Exercise goal: Please quote the data below, starting at the line containing "locate the paintbrush in the photo above" and continuing to the last line, with no changes.

Excerpted records:
** start **

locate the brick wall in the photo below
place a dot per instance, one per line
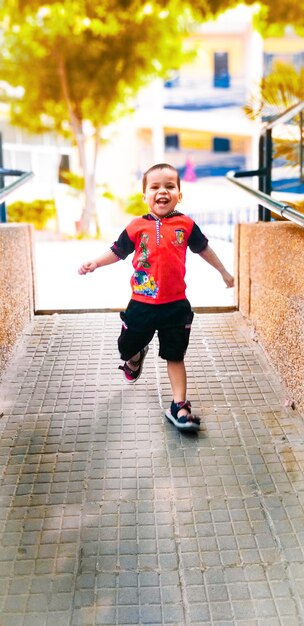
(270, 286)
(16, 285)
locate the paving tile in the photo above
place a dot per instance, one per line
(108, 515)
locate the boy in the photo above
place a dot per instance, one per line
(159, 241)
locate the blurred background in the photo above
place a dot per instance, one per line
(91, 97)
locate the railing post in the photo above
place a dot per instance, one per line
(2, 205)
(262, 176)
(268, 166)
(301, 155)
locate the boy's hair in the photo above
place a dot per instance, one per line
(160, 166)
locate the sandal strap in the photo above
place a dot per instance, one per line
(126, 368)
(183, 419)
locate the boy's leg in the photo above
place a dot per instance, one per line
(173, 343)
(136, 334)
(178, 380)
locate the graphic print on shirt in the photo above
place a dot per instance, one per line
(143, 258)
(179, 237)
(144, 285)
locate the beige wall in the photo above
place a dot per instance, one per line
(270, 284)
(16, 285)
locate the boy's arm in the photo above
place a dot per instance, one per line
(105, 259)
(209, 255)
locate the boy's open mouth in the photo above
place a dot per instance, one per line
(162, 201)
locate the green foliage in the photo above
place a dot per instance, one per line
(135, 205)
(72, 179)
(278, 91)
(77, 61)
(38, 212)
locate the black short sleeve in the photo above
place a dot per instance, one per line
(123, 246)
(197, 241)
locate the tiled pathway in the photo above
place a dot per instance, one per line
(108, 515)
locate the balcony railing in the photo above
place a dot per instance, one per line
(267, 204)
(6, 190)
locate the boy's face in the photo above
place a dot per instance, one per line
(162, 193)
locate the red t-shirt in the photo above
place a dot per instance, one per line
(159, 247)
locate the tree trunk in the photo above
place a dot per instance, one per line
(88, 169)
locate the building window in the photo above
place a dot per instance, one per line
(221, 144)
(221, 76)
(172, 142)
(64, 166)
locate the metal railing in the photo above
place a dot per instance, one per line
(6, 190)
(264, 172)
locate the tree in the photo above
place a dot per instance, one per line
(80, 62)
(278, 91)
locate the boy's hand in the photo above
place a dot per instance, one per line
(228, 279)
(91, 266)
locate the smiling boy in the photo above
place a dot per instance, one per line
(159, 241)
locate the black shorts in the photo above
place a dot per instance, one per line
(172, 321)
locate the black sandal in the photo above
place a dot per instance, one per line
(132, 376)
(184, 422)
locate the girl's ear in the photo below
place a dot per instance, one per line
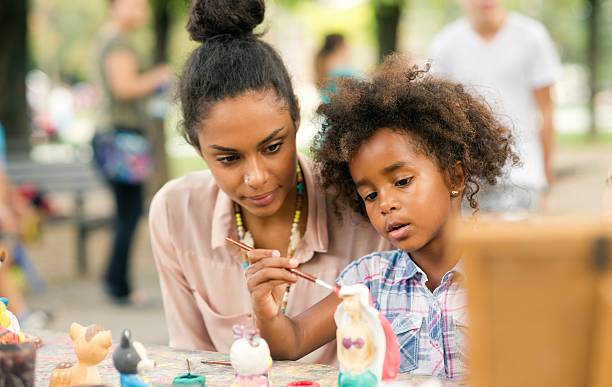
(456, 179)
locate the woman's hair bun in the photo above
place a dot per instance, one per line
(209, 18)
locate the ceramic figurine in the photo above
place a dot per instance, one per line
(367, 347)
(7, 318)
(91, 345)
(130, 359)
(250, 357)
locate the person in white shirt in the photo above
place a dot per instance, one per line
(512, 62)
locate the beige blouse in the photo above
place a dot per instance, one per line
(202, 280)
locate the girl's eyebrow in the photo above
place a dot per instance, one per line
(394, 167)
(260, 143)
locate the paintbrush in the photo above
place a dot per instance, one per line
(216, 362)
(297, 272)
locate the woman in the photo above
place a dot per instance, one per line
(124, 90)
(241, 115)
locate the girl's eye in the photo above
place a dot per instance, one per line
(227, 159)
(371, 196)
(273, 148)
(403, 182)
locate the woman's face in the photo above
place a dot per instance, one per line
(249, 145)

** end **

Answer to the problem:
locate the paintbrush in the photo above
place a dot per instance, one per line
(216, 362)
(297, 272)
locate the woman in the photo above
place a dot per instance, one per line
(124, 90)
(241, 115)
locate the girl's eye in the photo above
place a dot per instance, one per line
(227, 159)
(371, 196)
(273, 148)
(403, 182)
locate the woman's face in the photo above
place a dot per instance, one per line
(249, 145)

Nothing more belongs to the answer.